Some records
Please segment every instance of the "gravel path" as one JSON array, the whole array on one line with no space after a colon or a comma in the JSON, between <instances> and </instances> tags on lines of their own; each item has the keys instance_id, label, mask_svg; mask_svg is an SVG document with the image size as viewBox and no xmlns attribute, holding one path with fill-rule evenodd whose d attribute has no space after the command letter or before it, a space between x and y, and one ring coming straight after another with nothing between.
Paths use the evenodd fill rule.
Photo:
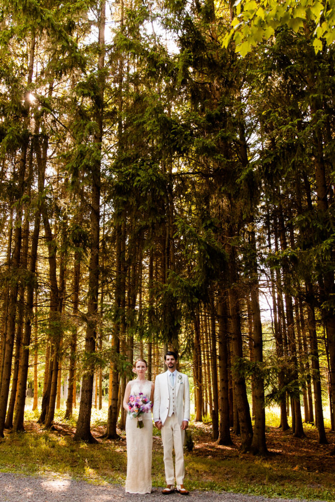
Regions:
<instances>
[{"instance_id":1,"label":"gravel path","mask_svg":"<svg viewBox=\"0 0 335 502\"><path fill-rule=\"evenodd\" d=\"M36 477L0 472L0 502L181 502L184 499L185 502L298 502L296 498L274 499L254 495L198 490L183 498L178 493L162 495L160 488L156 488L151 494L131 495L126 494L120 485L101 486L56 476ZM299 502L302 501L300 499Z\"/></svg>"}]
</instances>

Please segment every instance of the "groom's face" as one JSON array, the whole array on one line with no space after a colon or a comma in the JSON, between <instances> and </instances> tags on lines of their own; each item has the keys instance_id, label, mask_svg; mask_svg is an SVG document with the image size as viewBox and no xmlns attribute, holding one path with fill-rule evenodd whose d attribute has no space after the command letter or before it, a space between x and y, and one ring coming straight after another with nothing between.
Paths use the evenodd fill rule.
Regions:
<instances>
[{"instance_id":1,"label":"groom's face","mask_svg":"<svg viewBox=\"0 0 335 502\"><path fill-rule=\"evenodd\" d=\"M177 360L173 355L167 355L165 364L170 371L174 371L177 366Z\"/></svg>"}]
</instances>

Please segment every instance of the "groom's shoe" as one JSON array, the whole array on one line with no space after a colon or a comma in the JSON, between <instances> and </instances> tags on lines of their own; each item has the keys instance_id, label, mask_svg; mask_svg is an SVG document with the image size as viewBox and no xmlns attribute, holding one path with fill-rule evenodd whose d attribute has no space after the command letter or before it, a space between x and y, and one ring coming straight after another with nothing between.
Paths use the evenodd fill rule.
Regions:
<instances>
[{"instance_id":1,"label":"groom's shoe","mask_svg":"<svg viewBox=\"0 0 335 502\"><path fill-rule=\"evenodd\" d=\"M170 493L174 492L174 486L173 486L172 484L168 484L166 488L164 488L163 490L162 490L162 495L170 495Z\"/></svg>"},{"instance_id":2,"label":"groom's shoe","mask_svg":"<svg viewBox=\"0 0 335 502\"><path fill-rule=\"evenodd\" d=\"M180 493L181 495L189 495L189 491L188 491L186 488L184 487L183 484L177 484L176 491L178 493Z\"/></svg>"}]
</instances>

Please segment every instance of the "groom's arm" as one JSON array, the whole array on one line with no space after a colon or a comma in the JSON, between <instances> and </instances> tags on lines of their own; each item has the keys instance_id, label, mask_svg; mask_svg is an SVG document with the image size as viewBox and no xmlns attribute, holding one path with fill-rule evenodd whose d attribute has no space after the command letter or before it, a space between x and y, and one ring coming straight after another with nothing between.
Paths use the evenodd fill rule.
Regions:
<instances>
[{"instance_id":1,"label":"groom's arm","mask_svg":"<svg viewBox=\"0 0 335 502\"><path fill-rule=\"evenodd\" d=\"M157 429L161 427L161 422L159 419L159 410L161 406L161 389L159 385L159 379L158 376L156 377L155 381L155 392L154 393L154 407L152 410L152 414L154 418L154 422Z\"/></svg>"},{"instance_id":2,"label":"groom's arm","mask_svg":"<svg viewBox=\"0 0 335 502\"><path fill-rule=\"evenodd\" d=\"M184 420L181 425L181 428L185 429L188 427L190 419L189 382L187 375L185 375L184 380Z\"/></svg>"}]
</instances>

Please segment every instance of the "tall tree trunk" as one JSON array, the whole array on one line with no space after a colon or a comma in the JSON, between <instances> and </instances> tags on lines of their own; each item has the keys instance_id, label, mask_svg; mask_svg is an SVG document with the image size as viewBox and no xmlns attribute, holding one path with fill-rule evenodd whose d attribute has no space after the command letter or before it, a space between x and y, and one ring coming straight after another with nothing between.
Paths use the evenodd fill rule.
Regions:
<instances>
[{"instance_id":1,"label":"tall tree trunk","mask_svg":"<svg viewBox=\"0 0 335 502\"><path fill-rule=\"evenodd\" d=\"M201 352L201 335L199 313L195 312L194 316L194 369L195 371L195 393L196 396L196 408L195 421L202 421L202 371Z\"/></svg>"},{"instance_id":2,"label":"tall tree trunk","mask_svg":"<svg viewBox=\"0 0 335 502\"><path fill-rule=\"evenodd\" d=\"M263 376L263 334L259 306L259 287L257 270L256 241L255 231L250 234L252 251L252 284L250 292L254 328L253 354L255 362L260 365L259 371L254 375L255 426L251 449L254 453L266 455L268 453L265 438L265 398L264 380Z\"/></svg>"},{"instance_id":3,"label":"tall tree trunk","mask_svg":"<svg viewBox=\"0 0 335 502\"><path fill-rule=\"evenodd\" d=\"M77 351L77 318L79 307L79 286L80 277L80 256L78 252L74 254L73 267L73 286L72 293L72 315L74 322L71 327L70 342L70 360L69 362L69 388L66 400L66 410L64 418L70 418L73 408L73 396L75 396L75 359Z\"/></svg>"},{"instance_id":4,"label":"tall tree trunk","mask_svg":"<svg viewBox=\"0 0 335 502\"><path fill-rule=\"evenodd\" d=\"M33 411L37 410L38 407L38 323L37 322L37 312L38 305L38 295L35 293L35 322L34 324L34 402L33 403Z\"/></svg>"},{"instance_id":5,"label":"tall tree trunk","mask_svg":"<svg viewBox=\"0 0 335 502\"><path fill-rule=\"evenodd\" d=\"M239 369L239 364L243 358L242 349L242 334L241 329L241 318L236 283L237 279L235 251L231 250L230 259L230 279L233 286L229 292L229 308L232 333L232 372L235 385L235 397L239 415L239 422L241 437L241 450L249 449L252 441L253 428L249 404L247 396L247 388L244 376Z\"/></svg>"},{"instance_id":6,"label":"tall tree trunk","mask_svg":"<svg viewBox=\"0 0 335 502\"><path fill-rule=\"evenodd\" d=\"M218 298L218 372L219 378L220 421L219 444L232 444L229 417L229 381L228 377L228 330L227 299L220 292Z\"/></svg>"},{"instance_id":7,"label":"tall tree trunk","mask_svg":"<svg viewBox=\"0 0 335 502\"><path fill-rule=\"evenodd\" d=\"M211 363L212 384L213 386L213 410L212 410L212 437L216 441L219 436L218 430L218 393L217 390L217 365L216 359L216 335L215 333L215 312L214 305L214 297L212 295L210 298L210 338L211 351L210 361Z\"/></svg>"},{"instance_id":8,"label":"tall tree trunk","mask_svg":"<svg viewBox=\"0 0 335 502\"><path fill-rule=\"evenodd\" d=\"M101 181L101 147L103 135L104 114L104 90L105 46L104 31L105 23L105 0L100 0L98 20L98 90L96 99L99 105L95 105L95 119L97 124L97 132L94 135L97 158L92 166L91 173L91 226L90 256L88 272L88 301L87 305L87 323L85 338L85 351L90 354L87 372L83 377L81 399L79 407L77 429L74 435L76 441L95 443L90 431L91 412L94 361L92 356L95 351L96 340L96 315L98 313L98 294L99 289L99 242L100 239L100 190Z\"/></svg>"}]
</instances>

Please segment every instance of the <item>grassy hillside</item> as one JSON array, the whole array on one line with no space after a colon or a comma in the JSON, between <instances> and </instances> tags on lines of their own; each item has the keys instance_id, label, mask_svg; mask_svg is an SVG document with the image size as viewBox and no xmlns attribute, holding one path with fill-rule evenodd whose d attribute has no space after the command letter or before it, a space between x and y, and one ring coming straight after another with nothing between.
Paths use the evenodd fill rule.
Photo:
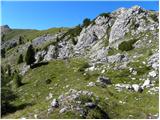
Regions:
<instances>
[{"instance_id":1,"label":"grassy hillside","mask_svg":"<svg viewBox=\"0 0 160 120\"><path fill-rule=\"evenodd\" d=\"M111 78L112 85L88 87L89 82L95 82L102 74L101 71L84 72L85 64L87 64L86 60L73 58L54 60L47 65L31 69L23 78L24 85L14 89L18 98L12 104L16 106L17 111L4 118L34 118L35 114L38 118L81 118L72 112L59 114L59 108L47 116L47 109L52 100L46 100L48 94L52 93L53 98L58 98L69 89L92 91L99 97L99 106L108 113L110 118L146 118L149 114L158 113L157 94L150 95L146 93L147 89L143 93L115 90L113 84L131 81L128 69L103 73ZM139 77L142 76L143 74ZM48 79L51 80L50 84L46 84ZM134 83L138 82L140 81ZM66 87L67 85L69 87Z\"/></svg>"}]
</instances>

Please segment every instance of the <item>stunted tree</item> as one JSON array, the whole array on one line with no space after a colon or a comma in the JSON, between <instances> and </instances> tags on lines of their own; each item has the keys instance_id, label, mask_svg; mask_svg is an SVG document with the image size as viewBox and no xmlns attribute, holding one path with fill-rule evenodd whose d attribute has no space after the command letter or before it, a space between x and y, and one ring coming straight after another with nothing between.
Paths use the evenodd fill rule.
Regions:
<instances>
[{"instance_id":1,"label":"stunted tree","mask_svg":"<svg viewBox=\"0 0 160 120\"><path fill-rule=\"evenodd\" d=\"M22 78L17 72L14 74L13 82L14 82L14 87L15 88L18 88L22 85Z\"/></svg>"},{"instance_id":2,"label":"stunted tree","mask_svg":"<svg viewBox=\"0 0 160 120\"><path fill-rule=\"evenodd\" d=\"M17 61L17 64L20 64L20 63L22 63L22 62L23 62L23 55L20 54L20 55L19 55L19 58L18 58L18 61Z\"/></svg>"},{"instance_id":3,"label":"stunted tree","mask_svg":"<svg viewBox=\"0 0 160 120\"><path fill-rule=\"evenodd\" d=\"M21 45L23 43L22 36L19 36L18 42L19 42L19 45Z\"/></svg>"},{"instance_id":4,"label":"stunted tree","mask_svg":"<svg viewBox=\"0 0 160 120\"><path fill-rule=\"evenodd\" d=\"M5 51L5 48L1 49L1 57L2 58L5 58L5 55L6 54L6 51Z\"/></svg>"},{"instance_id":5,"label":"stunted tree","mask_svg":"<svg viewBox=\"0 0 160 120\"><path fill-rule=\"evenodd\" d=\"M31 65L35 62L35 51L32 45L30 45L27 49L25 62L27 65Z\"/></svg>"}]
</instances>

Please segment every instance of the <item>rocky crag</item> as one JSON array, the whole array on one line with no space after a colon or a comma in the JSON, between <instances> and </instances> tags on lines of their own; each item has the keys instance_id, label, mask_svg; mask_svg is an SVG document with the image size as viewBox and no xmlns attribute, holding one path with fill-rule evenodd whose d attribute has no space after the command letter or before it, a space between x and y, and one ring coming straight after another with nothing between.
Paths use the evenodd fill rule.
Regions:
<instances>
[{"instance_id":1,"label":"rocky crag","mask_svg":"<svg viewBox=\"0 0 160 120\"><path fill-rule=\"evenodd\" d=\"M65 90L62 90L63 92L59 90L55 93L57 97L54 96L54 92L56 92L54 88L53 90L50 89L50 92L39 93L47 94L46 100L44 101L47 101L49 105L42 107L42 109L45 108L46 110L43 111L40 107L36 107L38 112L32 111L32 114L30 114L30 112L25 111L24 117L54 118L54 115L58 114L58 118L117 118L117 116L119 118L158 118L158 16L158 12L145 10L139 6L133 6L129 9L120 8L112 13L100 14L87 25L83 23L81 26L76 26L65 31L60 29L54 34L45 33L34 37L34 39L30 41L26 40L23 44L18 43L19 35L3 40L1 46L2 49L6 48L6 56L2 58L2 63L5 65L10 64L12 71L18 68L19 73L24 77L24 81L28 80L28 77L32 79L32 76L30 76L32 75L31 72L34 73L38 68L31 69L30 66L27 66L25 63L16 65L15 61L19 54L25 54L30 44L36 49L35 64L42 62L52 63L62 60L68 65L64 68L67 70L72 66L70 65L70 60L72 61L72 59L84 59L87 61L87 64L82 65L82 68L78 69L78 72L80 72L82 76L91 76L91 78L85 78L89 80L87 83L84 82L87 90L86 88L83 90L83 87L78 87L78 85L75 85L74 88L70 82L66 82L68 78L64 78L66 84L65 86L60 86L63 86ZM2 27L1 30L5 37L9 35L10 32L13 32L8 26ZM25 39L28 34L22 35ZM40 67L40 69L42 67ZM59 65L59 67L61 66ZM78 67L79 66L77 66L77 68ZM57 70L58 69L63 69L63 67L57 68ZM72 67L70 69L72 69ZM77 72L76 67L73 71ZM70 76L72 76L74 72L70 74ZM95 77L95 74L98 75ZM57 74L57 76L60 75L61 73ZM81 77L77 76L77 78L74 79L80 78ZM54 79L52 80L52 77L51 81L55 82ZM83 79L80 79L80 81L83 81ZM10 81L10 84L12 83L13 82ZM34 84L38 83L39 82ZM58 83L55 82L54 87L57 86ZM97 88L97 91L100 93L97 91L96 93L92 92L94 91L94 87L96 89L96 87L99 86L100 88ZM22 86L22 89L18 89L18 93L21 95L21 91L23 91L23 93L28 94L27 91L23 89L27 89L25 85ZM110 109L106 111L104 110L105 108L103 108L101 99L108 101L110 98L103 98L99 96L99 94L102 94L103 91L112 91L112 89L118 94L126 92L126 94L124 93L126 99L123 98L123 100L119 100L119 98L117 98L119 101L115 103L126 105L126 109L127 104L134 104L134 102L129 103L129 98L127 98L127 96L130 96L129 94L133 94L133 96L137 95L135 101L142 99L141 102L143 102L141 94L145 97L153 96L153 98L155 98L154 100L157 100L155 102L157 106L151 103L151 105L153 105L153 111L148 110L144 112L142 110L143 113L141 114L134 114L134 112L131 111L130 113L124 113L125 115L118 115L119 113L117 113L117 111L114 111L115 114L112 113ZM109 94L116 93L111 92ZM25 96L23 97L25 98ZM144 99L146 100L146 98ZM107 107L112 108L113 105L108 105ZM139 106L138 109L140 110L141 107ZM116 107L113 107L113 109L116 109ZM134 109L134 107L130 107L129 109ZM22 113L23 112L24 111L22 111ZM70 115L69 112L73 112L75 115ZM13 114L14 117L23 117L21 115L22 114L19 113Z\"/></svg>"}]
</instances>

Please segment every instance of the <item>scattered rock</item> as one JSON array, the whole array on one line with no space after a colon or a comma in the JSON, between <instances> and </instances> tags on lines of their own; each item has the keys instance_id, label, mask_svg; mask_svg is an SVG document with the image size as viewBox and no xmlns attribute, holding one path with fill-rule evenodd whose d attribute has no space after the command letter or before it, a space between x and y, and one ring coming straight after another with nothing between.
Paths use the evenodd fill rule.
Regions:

- _Description of the task_
Exactly reproduce the lines beginning with the one that contains "Please segment every instance of the <item>scattered" and ending with the last line of the material, both included. Leave out everything else.

- _Full solution_
Please segment every instance of the <item>scattered rock</item> as one JSON array, the whole array on one line with no space after a colon or a comma in the JSON, between <instances> and </instances> tags on lines of their own; each item has the keys instance_id, label, mask_svg; mask_svg is an SVG document with the image size as viewBox and no xmlns attribute, holding one path with fill-rule evenodd whose d attribute has no space after the command letter or before it, a space between x and y, and one ring coming straight after another with nothing between.
Paths use the evenodd fill rule.
Regions:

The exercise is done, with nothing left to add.